*WRITTEN INSTRUCTION*: Could you copy out the lines below word for word, from the line containing "Reviewer check: every instance of the gloved right" through the end of the lines, including both ends?

*GIVEN RECORDS*:

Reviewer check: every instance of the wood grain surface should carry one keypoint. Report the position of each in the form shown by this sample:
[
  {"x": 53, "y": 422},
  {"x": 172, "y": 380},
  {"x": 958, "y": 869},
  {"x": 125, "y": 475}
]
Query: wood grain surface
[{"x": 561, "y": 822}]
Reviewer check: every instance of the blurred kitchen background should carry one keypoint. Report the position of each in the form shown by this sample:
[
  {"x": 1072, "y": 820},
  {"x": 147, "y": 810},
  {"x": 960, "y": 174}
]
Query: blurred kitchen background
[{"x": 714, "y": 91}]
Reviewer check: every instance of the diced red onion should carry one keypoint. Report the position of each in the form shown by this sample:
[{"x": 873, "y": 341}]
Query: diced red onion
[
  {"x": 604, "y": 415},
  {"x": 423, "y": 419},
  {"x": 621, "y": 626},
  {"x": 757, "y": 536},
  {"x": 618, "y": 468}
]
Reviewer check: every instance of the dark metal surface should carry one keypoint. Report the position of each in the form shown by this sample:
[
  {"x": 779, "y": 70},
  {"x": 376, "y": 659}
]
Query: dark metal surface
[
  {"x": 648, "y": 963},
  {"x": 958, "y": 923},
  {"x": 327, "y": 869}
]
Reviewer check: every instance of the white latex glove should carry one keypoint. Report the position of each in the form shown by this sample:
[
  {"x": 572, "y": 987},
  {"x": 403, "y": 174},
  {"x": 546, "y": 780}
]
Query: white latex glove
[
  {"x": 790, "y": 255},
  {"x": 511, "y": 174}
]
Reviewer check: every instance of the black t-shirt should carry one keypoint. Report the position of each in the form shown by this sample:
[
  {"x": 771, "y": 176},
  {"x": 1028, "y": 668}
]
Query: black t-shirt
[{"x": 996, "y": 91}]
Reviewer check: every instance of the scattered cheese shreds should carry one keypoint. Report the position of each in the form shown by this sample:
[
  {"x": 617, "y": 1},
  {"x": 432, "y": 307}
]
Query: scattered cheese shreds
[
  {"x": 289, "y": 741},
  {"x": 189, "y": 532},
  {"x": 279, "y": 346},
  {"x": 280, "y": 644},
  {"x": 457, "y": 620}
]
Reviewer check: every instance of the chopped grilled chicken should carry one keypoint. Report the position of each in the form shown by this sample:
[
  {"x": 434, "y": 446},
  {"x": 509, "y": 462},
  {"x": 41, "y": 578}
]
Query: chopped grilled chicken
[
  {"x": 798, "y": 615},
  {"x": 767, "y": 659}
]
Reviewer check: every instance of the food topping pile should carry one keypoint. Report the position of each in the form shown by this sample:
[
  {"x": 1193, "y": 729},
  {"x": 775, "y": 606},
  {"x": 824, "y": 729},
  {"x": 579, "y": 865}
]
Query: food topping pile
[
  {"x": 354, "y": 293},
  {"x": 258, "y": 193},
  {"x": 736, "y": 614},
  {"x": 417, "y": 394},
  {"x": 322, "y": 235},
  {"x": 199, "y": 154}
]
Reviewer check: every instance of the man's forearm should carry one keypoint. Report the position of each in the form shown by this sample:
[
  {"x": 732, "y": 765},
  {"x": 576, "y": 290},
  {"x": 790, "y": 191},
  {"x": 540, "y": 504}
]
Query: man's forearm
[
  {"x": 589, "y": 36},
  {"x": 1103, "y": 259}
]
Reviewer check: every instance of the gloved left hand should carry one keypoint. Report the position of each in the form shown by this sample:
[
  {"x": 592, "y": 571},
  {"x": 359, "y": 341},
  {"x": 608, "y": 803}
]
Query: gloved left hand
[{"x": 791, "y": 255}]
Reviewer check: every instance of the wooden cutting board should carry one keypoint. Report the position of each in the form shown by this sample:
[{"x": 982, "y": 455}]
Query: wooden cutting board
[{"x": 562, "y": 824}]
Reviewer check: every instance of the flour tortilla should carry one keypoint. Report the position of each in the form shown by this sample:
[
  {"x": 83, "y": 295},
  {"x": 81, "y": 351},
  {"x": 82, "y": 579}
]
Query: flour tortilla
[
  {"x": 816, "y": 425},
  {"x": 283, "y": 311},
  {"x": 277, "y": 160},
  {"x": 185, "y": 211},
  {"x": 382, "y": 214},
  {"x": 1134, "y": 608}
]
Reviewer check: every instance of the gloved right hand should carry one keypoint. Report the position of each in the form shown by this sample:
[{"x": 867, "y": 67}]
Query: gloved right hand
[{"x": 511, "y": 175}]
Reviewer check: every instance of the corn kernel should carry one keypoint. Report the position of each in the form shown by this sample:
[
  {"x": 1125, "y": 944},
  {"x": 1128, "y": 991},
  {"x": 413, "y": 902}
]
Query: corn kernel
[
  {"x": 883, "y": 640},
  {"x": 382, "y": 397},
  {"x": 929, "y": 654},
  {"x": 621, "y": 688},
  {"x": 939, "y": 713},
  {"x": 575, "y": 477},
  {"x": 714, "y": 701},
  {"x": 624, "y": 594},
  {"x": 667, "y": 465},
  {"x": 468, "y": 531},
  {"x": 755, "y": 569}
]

*REPLY TO THE EXERCISE*:
Reviewer check: every instance of the gloved right hand should carry one keypoint. Report the position of each in the form shown by this sample:
[{"x": 867, "y": 67}]
Query: gloved right hand
[{"x": 511, "y": 175}]
Reviewer check: every instance of the corn kernel should carry one keypoint. Report the position of each in the form shown by this sample:
[
  {"x": 1125, "y": 944},
  {"x": 1128, "y": 991},
  {"x": 413, "y": 902}
]
Query: corn kernel
[
  {"x": 883, "y": 640},
  {"x": 382, "y": 397},
  {"x": 929, "y": 654},
  {"x": 621, "y": 688},
  {"x": 939, "y": 713},
  {"x": 575, "y": 477},
  {"x": 714, "y": 701},
  {"x": 624, "y": 594},
  {"x": 667, "y": 465},
  {"x": 468, "y": 531},
  {"x": 755, "y": 569}
]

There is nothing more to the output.